TASK ITEM:
Output consists of the line that contains "Target: <item>background person" plus every later line of the material below, each one duplicated exactly.

SUPPLIED DATA:
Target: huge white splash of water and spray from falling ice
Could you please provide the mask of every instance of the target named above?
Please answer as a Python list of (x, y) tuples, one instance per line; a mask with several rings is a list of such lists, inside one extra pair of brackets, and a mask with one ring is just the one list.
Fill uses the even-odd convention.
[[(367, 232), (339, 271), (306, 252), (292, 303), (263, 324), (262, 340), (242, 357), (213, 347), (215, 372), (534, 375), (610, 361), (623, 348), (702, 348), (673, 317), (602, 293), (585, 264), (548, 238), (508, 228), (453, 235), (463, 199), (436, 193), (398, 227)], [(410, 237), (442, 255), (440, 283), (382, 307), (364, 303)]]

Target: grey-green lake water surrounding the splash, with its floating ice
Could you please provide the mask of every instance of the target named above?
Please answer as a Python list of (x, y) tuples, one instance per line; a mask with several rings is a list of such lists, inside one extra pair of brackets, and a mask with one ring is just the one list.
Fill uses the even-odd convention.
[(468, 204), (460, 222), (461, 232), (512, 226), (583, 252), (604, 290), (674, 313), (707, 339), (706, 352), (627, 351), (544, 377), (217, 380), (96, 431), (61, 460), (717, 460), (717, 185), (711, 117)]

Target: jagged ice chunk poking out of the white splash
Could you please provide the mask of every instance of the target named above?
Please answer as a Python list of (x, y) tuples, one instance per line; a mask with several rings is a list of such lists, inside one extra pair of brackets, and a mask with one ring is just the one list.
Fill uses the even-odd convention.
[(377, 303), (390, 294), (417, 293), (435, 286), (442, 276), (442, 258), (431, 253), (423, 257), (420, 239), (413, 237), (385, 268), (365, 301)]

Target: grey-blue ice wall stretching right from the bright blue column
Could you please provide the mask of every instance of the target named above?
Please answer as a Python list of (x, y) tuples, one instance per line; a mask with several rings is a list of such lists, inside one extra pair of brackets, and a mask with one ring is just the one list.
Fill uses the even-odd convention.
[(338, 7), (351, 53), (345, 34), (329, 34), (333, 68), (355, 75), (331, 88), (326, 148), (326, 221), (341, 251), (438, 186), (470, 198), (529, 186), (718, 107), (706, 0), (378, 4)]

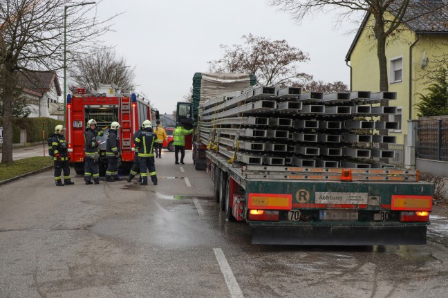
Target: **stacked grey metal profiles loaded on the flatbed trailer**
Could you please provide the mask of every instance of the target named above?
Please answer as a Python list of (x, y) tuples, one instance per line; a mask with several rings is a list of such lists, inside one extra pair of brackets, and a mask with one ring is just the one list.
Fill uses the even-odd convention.
[[(380, 129), (398, 122), (394, 92), (302, 93), (301, 88), (254, 86), (206, 100), (200, 105), (198, 140), (210, 150), (247, 165), (382, 168), (395, 143)], [(375, 105), (375, 106), (374, 106)]]

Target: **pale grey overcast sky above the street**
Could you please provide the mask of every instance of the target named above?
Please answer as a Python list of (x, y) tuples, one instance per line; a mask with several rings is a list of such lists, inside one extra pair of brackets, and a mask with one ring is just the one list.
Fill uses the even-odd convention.
[[(242, 44), (241, 36), (286, 39), (310, 56), (300, 71), (325, 82), (350, 82), (345, 63), (353, 24), (334, 29), (330, 15), (316, 15), (296, 24), (265, 0), (104, 0), (97, 5), (113, 20), (104, 41), (135, 66), (136, 90), (146, 94), (160, 113), (171, 113), (187, 95), (196, 72), (219, 59), (220, 44)], [(348, 32), (352, 32), (349, 34)]]

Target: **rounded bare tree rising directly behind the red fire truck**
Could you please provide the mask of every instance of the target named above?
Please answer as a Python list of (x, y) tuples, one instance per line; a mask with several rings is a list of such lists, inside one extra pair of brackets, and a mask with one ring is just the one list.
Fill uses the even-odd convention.
[(70, 74), (75, 84), (80, 86), (97, 89), (101, 83), (113, 83), (122, 91), (131, 91), (136, 77), (134, 68), (127, 65), (123, 57), (117, 57), (113, 48), (102, 48), (93, 55), (86, 55), (75, 63)]

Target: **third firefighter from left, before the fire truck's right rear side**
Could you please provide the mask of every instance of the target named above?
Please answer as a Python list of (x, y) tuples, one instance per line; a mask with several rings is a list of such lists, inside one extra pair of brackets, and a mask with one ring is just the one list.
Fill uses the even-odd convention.
[(122, 162), (118, 129), (120, 129), (120, 124), (118, 124), (118, 122), (112, 122), (111, 129), (109, 129), (109, 136), (107, 136), (106, 156), (108, 164), (106, 169), (106, 181), (109, 182), (123, 180), (118, 176), (118, 167), (120, 167)]

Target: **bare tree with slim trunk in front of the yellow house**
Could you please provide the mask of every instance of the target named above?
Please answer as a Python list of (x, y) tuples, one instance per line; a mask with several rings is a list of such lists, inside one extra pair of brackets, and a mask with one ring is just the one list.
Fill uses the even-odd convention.
[[(420, 1), (416, 0), (270, 0), (270, 5), (290, 12), (297, 21), (302, 21), (304, 17), (312, 14), (312, 12), (328, 12), (329, 10), (339, 11), (339, 21), (348, 19), (356, 12), (371, 14), (374, 22), (369, 29), (373, 32), (373, 36), (376, 39), (378, 66), (380, 69), (380, 91), (389, 91), (386, 39), (394, 35), (403, 22), (411, 21), (427, 14), (436, 14), (438, 10), (447, 6), (446, 3), (441, 2), (436, 6), (431, 6), (432, 8), (424, 9)], [(408, 16), (407, 10), (413, 10), (413, 12), (417, 13)], [(388, 12), (391, 12), (391, 17), (388, 16)], [(365, 26), (368, 26), (368, 24)]]

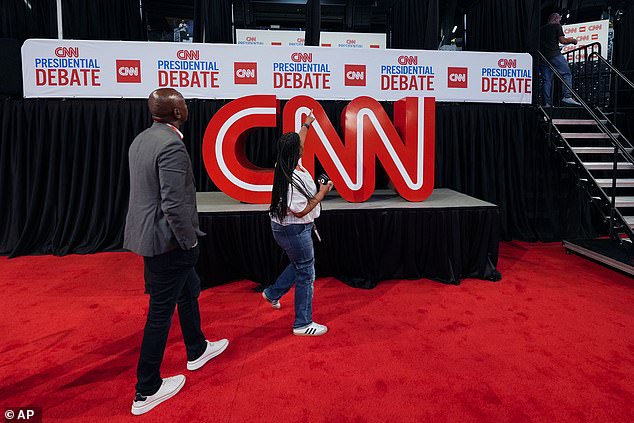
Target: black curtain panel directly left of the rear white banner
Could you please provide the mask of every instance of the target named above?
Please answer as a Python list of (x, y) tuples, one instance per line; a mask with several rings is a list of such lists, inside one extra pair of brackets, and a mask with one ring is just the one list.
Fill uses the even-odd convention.
[(231, 0), (195, 0), (194, 41), (227, 44), (233, 42)]

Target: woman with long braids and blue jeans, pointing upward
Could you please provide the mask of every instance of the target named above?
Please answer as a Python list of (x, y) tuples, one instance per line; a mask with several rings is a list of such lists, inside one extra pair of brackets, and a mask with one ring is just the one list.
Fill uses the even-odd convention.
[(314, 120), (311, 112), (299, 134), (288, 132), (278, 142), (269, 214), (273, 238), (288, 255), (290, 264), (275, 283), (262, 292), (264, 299), (279, 309), (280, 298), (296, 283), (293, 334), (298, 336), (320, 336), (328, 331), (326, 326), (313, 322), (315, 256), (311, 232), (313, 221), (320, 213), (317, 206), (332, 189), (332, 182), (320, 183), (317, 190), (300, 159), (306, 134)]

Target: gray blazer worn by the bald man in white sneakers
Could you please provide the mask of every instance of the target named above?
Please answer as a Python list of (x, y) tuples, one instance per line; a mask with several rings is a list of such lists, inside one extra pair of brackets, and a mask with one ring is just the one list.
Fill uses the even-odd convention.
[(145, 257), (189, 250), (205, 235), (198, 226), (196, 187), (185, 145), (154, 123), (130, 146), (130, 202), (123, 247)]

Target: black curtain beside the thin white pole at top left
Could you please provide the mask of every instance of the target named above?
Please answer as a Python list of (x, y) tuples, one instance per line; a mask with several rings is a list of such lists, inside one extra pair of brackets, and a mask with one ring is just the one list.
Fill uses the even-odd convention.
[(147, 41), (138, 0), (63, 0), (65, 39)]

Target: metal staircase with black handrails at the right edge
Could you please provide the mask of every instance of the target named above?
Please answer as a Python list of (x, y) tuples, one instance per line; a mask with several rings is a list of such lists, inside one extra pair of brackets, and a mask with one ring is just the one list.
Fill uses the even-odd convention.
[[(564, 81), (540, 53), (562, 85), (581, 104), (578, 117), (566, 116), (562, 108), (542, 108), (550, 145), (577, 177), (579, 186), (600, 211), (609, 239), (564, 241), (569, 251), (601, 261), (634, 275), (634, 147), (605, 113), (590, 106)], [(634, 84), (597, 53), (595, 58), (634, 88)], [(616, 104), (616, 102), (615, 102)], [(615, 106), (616, 107), (616, 106)], [(616, 116), (616, 110), (613, 116)]]

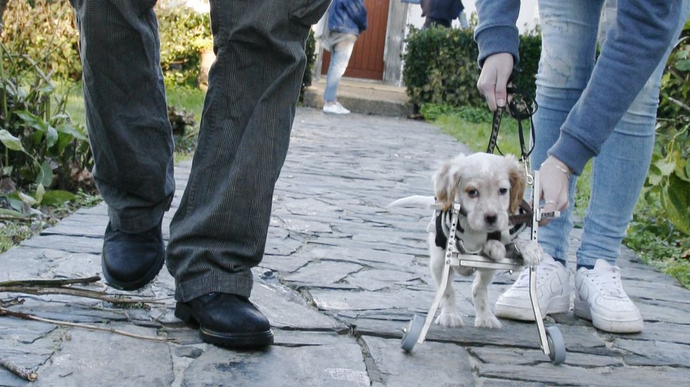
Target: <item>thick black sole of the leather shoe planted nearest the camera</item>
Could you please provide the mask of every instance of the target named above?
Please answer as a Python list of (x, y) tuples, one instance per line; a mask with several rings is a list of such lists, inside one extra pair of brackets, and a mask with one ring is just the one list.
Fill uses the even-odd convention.
[(180, 302), (177, 302), (177, 305), (175, 305), (175, 317), (184, 321), (185, 324), (199, 326), (201, 340), (213, 345), (226, 348), (251, 349), (265, 348), (273, 343), (273, 331), (271, 329), (263, 332), (228, 333), (205, 328), (199, 324), (199, 320), (194, 316), (192, 308)]

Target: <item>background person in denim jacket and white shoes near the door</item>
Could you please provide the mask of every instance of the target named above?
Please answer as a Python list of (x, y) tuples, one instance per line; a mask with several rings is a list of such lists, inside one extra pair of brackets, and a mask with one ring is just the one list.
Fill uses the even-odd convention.
[(323, 112), (348, 114), (337, 99), (340, 79), (352, 55), (360, 33), (367, 29), (367, 9), (363, 0), (334, 0), (328, 9), (327, 32), (322, 37), (325, 49), (331, 51), (331, 63), (323, 92)]

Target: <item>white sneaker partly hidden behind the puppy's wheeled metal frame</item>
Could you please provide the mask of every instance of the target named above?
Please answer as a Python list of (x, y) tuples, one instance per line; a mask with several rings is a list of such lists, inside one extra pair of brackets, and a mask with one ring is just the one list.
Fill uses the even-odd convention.
[[(549, 254), (544, 254), (537, 266), (537, 298), (542, 319), (546, 314), (570, 309), (570, 271)], [(534, 309), (529, 300), (529, 268), (523, 270), (513, 286), (498, 297), (494, 314), (503, 319), (534, 321)]]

RESULT OF THE TASK:
Target: <item>background person in denim jacket and white shoes near the door</item>
Could you please provide the mask of every instance of the target named above?
Please answer as a Python list of (x, y) tuples, one instance per line; a mask with several rings is a list of such lists, inside one extra pair of brackets, and a mask with one ring is just the one list.
Fill uses the even-odd convention.
[(323, 112), (348, 114), (337, 99), (340, 79), (352, 55), (360, 33), (367, 29), (367, 9), (363, 0), (334, 0), (328, 9), (327, 32), (322, 37), (325, 49), (331, 51), (331, 63), (323, 92)]

Target: <item>white sneaker partly hidden behind the puppy's wheeled metal frame</item>
Could you please provide the mask of every instance of the target named above?
Please answer as a Python list of (x, y) tuples, one instance per line; a mask with several rings is a list of such lists, inside one extra pair of brackets, and a mask with one ring is just the one list.
Fill uses the even-odd convention.
[[(549, 254), (544, 254), (537, 266), (537, 298), (542, 319), (546, 314), (570, 309), (570, 271)], [(534, 309), (529, 300), (529, 268), (523, 270), (513, 286), (498, 297), (494, 314), (503, 319), (534, 321)]]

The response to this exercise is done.